• TREŚĆ ZADANIA: Zaktualizuj wiersze listingu od tego, który zawiera „Please point out the folded”, aż do końca listingu, łącznie z oboma krańcami. Podaj je ponownie z „blue” zamienionym na „gray”, resztę zostawiając bez zmian.

• POKAZANY LISTING:
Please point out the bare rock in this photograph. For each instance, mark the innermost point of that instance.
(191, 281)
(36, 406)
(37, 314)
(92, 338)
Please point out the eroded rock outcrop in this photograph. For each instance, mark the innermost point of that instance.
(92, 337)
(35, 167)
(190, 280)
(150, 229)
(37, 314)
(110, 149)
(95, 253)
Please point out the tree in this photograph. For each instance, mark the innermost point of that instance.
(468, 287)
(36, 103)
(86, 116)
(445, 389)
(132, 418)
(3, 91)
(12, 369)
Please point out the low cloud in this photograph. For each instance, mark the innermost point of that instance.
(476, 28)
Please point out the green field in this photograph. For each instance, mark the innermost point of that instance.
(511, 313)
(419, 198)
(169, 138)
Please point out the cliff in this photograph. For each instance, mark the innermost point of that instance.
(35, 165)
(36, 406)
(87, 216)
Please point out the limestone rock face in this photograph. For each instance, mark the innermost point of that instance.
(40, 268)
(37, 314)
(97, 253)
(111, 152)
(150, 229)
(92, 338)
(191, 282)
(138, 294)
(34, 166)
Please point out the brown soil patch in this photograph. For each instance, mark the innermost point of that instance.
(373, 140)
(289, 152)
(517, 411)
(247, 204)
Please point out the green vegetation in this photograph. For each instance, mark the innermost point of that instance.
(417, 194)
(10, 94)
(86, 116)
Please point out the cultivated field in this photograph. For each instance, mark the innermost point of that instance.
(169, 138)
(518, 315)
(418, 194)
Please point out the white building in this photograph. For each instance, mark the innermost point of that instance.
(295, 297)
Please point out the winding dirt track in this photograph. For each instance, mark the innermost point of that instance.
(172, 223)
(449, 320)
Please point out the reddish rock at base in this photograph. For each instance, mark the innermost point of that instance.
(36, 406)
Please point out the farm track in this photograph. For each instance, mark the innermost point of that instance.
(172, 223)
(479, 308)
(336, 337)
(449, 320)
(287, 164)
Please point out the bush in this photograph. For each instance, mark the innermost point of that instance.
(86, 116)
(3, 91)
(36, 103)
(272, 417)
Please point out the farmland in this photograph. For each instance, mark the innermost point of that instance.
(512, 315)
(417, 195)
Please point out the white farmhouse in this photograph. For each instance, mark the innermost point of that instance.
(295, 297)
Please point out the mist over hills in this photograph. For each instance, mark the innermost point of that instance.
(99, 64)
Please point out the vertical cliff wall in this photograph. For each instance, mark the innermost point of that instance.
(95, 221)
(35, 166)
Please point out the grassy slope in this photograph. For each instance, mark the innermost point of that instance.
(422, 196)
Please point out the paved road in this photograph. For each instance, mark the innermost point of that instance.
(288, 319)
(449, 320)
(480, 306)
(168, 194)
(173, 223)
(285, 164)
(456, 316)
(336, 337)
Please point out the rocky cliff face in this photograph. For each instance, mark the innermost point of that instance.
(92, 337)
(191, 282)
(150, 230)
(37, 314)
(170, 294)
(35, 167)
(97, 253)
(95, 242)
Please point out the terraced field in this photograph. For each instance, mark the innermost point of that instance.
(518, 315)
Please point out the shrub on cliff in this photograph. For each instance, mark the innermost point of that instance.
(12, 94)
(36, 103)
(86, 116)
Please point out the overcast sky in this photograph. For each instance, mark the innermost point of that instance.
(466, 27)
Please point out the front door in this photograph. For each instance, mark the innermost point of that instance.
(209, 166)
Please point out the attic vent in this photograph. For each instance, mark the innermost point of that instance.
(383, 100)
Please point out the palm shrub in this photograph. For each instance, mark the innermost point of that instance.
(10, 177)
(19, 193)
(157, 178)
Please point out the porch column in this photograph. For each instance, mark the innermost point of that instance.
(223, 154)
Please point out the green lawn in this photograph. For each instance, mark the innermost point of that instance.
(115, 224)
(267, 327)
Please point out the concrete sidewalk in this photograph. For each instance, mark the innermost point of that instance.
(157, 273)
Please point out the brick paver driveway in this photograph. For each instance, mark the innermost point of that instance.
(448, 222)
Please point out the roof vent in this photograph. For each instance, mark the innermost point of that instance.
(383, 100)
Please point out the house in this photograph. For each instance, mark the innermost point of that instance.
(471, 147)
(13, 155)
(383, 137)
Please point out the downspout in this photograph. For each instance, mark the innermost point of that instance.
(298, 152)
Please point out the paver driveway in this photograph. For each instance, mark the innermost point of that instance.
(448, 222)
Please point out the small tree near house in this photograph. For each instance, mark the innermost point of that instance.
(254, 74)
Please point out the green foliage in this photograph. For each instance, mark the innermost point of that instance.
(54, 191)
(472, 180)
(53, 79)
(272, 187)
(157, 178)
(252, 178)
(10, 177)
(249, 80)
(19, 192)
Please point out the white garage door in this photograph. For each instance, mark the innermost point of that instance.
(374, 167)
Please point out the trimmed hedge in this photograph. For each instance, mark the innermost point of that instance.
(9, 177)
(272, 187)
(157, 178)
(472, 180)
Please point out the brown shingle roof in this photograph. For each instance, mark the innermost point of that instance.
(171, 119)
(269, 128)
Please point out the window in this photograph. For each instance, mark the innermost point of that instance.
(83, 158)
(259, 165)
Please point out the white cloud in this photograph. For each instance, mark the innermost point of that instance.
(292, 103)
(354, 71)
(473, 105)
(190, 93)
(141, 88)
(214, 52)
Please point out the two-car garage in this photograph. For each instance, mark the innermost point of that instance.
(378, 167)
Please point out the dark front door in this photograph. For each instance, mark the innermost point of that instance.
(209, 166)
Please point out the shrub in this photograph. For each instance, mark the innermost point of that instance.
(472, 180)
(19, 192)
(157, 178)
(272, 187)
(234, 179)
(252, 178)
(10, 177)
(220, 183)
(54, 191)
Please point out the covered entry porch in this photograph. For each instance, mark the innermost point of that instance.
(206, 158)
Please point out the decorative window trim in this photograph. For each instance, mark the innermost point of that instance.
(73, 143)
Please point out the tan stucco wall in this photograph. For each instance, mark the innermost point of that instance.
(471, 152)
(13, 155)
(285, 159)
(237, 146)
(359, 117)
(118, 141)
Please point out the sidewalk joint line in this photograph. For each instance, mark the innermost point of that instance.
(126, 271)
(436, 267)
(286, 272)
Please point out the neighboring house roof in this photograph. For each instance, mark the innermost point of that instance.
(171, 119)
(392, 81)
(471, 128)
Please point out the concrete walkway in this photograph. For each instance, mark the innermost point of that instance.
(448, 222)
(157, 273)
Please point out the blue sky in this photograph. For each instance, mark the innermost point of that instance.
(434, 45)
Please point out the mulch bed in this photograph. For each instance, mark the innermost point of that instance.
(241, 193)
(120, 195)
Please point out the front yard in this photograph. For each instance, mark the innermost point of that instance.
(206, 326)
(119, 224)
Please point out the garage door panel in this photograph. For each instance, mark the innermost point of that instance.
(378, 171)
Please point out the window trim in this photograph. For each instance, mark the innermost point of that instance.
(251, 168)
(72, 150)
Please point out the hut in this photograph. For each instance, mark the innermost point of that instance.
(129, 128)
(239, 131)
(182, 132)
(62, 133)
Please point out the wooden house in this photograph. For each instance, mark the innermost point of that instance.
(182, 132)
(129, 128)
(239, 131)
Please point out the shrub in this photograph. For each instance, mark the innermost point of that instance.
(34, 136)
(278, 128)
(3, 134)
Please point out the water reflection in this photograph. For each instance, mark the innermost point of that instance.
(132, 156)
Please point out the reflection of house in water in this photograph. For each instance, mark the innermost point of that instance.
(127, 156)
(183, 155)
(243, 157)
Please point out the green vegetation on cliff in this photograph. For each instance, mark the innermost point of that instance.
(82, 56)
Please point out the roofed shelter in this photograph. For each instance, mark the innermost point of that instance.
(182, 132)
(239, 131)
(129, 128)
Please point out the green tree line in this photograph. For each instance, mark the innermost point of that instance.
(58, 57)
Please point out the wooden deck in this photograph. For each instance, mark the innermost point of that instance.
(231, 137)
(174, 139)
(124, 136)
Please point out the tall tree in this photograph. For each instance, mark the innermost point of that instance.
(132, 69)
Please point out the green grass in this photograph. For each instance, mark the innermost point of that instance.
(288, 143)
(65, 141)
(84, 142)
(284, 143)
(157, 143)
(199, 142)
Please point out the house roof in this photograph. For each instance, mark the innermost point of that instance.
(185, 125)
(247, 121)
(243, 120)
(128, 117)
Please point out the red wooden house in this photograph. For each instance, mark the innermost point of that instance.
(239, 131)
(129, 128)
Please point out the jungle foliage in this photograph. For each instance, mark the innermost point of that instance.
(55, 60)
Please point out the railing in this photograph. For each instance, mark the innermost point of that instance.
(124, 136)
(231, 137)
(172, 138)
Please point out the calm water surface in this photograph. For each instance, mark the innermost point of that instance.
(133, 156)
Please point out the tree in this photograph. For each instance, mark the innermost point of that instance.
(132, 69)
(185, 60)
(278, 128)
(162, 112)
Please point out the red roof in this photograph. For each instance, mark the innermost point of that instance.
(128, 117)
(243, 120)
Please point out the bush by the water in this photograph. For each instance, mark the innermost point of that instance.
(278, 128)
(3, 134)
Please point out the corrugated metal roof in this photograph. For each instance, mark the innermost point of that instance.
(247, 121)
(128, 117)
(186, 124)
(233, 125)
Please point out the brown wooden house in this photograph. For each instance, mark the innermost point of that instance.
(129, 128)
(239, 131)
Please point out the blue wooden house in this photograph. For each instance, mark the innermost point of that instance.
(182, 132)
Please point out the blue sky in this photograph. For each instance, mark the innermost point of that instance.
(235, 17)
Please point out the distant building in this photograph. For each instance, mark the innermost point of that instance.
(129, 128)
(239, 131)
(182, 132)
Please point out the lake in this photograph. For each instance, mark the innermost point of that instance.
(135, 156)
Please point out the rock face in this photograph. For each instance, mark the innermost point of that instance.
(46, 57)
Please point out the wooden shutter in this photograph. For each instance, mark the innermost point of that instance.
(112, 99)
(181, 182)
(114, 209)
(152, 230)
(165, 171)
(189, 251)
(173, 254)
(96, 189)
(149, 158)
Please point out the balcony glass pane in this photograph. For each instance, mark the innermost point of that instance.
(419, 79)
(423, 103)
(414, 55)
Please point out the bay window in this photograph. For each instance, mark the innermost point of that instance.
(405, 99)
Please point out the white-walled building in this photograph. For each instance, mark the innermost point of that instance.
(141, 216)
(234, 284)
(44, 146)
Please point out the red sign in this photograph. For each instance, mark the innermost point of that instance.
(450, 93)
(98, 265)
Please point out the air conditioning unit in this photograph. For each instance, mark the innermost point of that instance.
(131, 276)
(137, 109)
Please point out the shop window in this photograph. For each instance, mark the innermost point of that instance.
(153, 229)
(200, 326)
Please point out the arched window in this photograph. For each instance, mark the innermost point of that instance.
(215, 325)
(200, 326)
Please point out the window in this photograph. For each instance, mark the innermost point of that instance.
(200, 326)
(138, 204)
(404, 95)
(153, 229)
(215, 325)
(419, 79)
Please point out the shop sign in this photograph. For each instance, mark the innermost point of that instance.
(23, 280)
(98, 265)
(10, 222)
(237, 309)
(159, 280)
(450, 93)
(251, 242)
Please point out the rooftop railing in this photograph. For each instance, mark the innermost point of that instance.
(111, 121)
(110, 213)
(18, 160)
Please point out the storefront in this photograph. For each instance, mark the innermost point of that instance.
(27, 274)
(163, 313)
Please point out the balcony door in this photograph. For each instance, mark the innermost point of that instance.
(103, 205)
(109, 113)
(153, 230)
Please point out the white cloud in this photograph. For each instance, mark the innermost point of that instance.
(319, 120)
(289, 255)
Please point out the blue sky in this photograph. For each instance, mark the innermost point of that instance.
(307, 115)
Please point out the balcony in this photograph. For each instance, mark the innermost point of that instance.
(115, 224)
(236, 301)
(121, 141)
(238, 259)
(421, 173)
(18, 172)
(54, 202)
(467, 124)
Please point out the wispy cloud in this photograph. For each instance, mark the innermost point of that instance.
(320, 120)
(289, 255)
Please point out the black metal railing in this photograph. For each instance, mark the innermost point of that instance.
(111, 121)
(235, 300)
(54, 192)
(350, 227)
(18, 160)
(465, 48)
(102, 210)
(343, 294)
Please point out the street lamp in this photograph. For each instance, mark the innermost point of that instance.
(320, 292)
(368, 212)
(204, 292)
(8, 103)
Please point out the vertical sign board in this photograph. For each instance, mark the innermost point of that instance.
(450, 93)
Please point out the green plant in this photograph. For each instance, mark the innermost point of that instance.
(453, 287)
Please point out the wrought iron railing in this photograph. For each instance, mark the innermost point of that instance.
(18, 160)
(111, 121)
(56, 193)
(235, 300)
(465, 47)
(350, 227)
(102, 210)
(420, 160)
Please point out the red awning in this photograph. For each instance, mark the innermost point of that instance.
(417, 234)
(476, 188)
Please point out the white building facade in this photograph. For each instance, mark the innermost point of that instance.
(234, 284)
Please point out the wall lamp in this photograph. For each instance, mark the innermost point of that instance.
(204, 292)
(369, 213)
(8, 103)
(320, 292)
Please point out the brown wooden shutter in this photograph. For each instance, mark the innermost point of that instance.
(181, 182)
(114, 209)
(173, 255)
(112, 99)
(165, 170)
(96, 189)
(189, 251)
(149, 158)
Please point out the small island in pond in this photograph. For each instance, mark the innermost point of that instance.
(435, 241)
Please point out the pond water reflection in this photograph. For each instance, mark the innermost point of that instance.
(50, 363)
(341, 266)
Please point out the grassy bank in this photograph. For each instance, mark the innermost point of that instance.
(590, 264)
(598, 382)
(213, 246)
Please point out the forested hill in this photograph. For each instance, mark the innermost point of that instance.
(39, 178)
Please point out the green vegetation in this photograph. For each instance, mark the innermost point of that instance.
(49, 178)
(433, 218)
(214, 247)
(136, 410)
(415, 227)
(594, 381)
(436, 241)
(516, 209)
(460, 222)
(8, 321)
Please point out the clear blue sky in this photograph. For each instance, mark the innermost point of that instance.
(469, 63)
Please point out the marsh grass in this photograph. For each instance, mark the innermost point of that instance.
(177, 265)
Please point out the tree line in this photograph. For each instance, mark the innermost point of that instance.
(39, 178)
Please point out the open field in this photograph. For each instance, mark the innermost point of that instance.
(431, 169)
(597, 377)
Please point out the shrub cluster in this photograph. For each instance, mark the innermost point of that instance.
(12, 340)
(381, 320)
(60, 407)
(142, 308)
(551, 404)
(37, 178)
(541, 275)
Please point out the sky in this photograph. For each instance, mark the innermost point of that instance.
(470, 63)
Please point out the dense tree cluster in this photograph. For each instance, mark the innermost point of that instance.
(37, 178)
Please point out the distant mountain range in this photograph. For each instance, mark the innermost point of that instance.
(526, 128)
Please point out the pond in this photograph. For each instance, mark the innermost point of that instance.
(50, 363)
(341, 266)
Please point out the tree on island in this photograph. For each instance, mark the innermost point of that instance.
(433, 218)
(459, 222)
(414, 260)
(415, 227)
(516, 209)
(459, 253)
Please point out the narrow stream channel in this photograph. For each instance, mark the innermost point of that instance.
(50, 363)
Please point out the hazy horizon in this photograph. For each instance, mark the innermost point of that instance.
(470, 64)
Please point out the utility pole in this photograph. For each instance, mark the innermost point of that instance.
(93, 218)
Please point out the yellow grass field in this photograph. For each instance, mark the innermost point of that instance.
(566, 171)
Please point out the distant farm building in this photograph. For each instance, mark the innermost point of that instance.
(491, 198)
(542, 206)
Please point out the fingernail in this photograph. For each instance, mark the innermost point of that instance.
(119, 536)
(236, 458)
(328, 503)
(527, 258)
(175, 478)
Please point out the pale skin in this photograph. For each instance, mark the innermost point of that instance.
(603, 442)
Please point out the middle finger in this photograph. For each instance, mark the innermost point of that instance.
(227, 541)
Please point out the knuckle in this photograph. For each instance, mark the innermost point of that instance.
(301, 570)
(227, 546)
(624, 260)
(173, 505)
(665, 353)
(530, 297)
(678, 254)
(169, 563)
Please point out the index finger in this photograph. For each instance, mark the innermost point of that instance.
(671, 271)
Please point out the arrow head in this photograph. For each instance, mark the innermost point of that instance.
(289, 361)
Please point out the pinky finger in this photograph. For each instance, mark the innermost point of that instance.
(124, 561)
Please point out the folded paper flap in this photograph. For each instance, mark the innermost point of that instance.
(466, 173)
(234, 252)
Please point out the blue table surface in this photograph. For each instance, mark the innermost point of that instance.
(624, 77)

• WYKONANE ZADANIE:
Please point out the folded paper flap in this photograph. For each instance, mark the innermost point of that instance.
(466, 173)
(234, 252)
Please point out the gray table surface in this photograph. For each instance, mark the innermost point of that instance.
(624, 77)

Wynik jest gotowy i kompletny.